In the general case, ensure that the address used by the PREFETCH is offset into the middle of an aligned quadword near the end of the cache-line. For example, if the address desired to be prefetched is "ADDR", use an offset of 0x33 to compute the address used by the actual PREFETCH instruction as: "(ADDR & ~0x3f) + 0x33"

Footnotes

[1] AMD Athlon(tm) Processor Model 6 Revision Guide 24332F June 2003.

www.amd.com/us-en/assets/content_type/white_papers_and_tech_docs/24332.pdf

[2] Revision Guide for AMD Opteron(tm) Processors 25759 Rev. 3.07 Aug 2003

www.amd.com/us-en/assets/content_type/white_papers_and_tech_docs/25759.PDF

Here is a patch to detect a prefect exception for 2.6.0test5/i386

I'm posting the versions for 2.4.22/x86-64 and 2.4.22/i386 in separate mail. 2.6/x86-64 is not done yet, but will be in my next merge.

The patches only change the slow path in the page fault handler - PREFETCH is only checked for when the kernel would send a signal anyways or print an oops. The check is also rather cheap so it is unconditionally enabled.

It handles SSE2 prefetches and 3dnow! style prefetches.

The only tricky bit is that it has to be careful to avoid recursive segfaults. The prefetch checker can cause another page fault when it does __get_user, but these should not recurse more than once.

This is insured by the placement of the checks in the page fault handler and only checking for prefetches if the fault came from user space or the exception tables have been already checked. To make this work without a per task exception nest counter I had to change the SIGBUS handling path slightly. Now when an get/put_user in kernel causes a SIGBUS it is not delivered to user space. Instead you just get the standard EFAULT back.

It also removed Andrew's old workaround for the problem.

In the course of discussion, Andi also added (in response to the suggestion that the code be made conditional, in case the errata was ever fixed):

My understanding is that it will never be fixed on the K7 (current Athlons), And these will be with us for a long time; more or less forever, just like the f00f bug :-)

I would agree with you if the patch had some bad impact on common paths, but I don't think that's the case here. It merely adds a cheap check to an already slow path.

On the other hand the errata is so unlikely that I doubt it will be frequently hit anyways. 2.6 kernel hitting it was just very very unlucky, and it only did so very infrequently.

Just to fix the kernel we could have chosen a different workaround, like adding an exception table entry to each prefetch and jumping back (I did that on the x86-64 port originally). But this way is also not that bad and it fixes hypothetical user space programs that could maybe hit it too.

Of course they may want to also fix it in a different way to run on older kernels (e.g. handling the signal in user space or avoiding the conditions). But doing it centrally in the kernel is a bit cleaner and at some point people have to update their kernels anyways.

- Records provided -
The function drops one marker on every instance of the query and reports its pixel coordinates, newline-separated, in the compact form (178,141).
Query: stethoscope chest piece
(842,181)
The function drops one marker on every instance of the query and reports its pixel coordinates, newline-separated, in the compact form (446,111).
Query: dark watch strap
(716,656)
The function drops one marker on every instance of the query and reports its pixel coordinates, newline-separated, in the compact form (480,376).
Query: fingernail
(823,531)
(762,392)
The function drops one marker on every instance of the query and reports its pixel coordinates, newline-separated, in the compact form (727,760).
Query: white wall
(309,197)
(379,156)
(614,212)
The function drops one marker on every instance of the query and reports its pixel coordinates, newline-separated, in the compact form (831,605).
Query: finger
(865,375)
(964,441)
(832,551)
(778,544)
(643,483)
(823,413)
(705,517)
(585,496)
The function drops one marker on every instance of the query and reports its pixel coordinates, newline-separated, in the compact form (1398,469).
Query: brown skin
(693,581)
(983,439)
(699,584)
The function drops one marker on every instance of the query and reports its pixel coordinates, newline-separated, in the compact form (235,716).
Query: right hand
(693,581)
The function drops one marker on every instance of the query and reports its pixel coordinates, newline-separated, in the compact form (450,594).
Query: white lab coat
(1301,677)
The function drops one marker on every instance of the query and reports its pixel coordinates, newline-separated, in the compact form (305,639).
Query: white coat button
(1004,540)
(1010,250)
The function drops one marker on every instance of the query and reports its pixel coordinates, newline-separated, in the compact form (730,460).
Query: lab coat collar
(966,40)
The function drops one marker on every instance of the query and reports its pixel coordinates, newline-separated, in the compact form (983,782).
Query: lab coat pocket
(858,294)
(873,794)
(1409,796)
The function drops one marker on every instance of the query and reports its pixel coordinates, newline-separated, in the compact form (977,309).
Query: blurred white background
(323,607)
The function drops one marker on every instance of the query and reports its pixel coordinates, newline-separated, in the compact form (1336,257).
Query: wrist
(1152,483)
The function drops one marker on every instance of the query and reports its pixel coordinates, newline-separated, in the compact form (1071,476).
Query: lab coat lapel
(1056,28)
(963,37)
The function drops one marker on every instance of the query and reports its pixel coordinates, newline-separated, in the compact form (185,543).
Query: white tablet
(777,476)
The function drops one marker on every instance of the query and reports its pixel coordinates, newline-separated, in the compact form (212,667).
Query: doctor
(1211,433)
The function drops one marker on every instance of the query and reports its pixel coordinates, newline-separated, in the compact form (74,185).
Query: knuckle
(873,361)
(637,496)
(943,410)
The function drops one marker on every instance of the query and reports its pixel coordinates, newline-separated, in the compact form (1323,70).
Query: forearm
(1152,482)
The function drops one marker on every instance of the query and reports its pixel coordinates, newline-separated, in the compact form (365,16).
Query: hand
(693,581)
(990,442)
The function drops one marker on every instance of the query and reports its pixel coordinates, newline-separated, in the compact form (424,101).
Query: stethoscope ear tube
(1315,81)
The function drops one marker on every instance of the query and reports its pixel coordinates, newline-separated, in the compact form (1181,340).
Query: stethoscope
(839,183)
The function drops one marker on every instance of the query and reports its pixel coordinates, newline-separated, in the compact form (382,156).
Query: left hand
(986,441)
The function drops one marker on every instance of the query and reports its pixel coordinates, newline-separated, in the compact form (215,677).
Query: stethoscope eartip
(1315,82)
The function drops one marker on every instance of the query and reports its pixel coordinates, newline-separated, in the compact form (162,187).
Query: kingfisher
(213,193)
...
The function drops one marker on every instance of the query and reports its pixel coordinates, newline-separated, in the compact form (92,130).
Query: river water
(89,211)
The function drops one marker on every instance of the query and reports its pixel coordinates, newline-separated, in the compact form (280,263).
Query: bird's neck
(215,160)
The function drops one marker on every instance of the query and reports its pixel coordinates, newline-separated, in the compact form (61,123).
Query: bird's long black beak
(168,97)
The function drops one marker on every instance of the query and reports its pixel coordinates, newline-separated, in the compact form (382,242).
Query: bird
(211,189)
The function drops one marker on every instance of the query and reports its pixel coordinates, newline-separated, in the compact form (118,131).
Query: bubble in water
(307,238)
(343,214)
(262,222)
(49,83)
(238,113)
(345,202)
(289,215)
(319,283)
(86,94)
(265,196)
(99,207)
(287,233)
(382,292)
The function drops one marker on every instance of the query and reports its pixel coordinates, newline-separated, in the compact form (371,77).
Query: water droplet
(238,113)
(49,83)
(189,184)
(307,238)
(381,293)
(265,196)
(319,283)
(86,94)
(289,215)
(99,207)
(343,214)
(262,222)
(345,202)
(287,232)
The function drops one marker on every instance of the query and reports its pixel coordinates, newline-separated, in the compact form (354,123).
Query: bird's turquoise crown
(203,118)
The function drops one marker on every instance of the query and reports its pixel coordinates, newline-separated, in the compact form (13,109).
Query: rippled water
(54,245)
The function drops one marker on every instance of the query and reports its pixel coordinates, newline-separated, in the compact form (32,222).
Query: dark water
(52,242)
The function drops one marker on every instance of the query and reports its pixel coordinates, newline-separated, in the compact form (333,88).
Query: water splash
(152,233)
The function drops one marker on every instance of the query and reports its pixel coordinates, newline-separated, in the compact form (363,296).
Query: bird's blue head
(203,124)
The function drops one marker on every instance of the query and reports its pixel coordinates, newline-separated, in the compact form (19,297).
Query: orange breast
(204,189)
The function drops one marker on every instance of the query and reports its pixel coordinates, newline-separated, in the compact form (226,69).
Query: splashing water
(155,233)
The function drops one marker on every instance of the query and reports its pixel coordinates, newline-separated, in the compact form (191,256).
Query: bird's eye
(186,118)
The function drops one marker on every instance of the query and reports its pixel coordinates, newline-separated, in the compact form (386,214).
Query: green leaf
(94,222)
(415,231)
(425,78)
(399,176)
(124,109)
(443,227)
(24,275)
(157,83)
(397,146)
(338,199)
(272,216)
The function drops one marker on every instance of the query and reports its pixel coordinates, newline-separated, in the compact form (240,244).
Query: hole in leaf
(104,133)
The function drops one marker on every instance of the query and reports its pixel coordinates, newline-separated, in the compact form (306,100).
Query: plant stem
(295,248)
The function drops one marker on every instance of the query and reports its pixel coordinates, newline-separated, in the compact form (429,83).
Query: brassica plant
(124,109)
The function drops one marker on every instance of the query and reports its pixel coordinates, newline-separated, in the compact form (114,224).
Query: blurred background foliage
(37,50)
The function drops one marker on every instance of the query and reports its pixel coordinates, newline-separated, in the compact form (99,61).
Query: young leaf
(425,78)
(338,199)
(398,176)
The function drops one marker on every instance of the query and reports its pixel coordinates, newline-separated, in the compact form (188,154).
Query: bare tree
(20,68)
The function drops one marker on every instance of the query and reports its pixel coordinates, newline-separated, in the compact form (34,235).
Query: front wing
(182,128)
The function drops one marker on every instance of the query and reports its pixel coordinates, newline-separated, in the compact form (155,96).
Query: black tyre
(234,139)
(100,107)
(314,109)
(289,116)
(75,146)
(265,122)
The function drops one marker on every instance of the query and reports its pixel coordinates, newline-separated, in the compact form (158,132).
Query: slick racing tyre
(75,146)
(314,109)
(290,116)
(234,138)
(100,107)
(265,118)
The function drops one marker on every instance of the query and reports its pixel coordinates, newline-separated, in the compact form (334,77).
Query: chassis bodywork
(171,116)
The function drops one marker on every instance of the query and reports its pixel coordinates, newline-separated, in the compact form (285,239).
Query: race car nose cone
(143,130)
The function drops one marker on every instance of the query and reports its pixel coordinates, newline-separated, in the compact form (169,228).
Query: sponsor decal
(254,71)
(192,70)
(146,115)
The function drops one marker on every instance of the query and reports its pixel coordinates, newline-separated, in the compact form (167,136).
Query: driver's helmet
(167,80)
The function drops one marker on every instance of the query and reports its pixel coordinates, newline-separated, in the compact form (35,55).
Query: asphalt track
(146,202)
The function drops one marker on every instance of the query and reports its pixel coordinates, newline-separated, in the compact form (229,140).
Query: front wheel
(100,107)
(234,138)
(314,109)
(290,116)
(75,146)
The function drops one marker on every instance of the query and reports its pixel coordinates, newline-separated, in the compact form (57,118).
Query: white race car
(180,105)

- Your goal -
Which kinds of prefetches does the patch in the prefetch errata text handle?

- Correct output -
SSE2 prefetches and 3dnow! style prefetches.